__WORK REQUIRED__: Count the lines in the entries below that contain the string "sticker". Reply with the number alone.

▼

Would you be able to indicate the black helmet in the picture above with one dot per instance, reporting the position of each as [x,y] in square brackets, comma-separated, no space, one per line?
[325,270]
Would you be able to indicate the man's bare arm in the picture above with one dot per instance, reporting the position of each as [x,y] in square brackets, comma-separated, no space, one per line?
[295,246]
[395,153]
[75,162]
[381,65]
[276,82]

▲
▼

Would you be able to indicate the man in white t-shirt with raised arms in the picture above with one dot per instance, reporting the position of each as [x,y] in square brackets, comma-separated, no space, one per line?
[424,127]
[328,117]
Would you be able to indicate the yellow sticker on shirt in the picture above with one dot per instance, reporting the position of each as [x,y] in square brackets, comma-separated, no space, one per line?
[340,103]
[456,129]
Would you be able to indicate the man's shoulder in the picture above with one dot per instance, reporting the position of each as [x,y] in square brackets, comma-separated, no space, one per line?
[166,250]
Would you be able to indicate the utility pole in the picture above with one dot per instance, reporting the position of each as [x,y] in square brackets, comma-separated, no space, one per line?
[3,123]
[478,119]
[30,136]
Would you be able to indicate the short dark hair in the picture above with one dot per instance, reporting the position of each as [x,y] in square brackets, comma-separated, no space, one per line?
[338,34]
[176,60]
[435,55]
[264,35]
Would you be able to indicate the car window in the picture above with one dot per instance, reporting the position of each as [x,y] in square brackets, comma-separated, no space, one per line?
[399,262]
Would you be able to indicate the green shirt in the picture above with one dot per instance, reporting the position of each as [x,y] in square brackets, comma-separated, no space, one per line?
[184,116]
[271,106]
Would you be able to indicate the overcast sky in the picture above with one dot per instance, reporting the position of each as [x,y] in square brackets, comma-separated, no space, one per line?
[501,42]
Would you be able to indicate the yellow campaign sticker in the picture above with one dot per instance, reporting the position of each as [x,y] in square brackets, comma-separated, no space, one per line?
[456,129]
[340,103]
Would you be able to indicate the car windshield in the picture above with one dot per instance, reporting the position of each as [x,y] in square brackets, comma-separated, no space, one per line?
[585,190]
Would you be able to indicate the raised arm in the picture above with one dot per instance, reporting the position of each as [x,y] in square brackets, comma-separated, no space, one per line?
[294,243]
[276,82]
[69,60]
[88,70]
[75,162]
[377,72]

▲
▼

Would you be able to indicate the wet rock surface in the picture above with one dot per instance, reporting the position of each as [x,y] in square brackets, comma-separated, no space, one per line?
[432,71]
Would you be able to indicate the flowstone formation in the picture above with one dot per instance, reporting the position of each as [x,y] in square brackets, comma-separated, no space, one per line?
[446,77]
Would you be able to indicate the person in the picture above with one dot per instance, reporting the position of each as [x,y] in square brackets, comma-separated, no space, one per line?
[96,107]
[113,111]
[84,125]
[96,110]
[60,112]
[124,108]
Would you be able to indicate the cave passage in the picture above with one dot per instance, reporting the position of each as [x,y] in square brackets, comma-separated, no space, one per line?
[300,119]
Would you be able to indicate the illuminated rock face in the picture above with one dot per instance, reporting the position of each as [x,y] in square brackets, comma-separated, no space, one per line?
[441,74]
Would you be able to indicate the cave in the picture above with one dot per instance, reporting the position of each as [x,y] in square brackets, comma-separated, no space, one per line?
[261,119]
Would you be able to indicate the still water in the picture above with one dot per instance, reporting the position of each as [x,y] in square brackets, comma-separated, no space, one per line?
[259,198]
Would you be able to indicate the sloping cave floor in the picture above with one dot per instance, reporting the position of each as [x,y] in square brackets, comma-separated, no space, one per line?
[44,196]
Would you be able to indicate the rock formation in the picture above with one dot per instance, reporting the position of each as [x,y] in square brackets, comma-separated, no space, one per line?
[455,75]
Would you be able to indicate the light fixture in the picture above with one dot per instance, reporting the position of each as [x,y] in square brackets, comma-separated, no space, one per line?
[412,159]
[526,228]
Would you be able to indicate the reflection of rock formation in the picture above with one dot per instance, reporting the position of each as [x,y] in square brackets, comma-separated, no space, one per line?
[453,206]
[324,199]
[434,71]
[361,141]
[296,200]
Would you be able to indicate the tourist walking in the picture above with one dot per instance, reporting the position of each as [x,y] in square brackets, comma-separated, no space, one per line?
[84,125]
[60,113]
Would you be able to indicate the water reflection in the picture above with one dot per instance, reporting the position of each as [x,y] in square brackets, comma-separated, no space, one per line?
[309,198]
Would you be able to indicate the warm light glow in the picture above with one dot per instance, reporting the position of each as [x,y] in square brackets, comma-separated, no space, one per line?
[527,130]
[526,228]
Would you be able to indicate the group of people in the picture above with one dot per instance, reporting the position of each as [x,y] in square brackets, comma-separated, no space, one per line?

▲

__WORKED SOLUTION__: 2